Goal
Switch "twig" to "branch" in the entries, starting at the line that contains "For the benchmark card, identify each instance of the brown" and ending with the last entry. Write out only those lines, with nothing else changed.

Listing
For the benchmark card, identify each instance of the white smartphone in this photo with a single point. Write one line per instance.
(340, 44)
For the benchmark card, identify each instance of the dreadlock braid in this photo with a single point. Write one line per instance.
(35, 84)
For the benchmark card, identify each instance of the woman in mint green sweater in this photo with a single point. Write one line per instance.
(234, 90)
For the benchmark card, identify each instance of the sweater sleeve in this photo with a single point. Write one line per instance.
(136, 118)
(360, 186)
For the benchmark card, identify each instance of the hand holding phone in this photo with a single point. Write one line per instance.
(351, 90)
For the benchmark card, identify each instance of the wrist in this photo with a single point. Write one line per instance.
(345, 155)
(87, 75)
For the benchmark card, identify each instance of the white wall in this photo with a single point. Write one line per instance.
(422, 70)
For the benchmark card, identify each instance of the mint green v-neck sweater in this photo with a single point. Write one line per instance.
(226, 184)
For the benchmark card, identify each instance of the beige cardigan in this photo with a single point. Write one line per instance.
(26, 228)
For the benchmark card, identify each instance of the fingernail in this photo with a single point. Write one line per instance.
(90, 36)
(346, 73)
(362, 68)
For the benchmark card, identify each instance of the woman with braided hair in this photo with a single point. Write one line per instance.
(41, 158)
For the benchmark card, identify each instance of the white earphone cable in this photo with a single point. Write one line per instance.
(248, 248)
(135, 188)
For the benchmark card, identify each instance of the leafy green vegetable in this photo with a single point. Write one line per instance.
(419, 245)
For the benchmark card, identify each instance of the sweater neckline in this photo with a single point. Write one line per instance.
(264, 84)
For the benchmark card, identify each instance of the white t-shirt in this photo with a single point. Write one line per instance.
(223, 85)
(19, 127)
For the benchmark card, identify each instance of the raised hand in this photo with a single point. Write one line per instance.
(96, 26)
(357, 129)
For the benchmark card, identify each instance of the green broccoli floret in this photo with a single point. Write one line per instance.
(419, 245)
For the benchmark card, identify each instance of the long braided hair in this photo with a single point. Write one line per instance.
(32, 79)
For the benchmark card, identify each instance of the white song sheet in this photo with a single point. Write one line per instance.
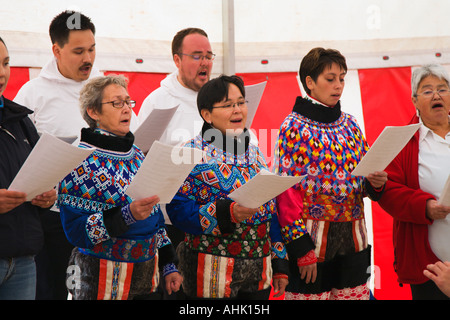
(388, 144)
(253, 94)
(152, 128)
(444, 199)
(262, 188)
(48, 163)
(163, 171)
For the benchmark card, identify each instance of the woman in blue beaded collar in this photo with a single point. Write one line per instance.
(121, 244)
(229, 252)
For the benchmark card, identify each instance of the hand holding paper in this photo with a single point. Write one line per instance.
(262, 188)
(444, 199)
(163, 171)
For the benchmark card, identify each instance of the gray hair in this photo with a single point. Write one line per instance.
(427, 70)
(91, 95)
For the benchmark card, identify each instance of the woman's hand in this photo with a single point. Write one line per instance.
(308, 272)
(10, 200)
(141, 209)
(45, 200)
(377, 179)
(240, 213)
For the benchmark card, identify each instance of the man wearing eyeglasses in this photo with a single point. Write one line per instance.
(193, 57)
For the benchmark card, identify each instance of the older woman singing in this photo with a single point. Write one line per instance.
(416, 178)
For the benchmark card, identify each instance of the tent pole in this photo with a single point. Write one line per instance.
(228, 37)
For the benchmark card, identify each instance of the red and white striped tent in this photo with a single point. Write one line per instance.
(261, 41)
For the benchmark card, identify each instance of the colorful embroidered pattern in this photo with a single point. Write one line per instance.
(126, 250)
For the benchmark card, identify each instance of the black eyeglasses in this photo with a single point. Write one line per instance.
(120, 103)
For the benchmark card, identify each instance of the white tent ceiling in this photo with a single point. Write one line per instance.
(409, 32)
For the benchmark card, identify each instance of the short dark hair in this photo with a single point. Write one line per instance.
(215, 90)
(65, 22)
(177, 41)
(315, 62)
(1, 40)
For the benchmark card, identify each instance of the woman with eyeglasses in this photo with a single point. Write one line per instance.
(323, 216)
(416, 178)
(229, 251)
(121, 244)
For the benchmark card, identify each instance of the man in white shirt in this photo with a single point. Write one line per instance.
(53, 96)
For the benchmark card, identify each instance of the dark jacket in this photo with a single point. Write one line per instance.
(21, 232)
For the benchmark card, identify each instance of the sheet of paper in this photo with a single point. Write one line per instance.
(262, 188)
(48, 163)
(253, 94)
(163, 171)
(387, 146)
(153, 127)
(444, 199)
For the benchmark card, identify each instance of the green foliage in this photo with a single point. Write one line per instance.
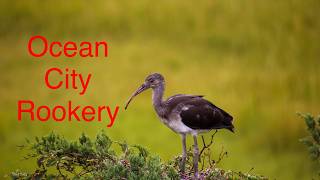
(313, 140)
(87, 159)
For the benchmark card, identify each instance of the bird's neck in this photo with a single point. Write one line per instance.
(157, 99)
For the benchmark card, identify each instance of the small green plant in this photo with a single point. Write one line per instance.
(313, 140)
(58, 158)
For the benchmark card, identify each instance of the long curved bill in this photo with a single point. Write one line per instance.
(138, 91)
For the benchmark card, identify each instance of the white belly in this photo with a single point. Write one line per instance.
(177, 126)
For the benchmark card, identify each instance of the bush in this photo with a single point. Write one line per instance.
(57, 157)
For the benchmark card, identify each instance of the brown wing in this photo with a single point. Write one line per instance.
(198, 113)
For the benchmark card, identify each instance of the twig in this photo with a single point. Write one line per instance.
(204, 143)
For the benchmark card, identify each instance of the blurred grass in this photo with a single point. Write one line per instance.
(257, 60)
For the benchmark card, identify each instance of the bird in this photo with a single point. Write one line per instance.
(185, 115)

Answer to the task
For the benchmark card, identify each instance of the brown wing in this photo with a single point. Write one line per instance.
(198, 113)
For the benchmark card, identify each instance of the branch in this photo with a single point. Write one line per instance.
(204, 143)
For the benchmark card, identify each instance of the blurred grass in this photo with a single point. Write one line per instance.
(257, 60)
For the benchmark card, identify each instance of the bird in this photo with a single point. Write one line per instance.
(185, 115)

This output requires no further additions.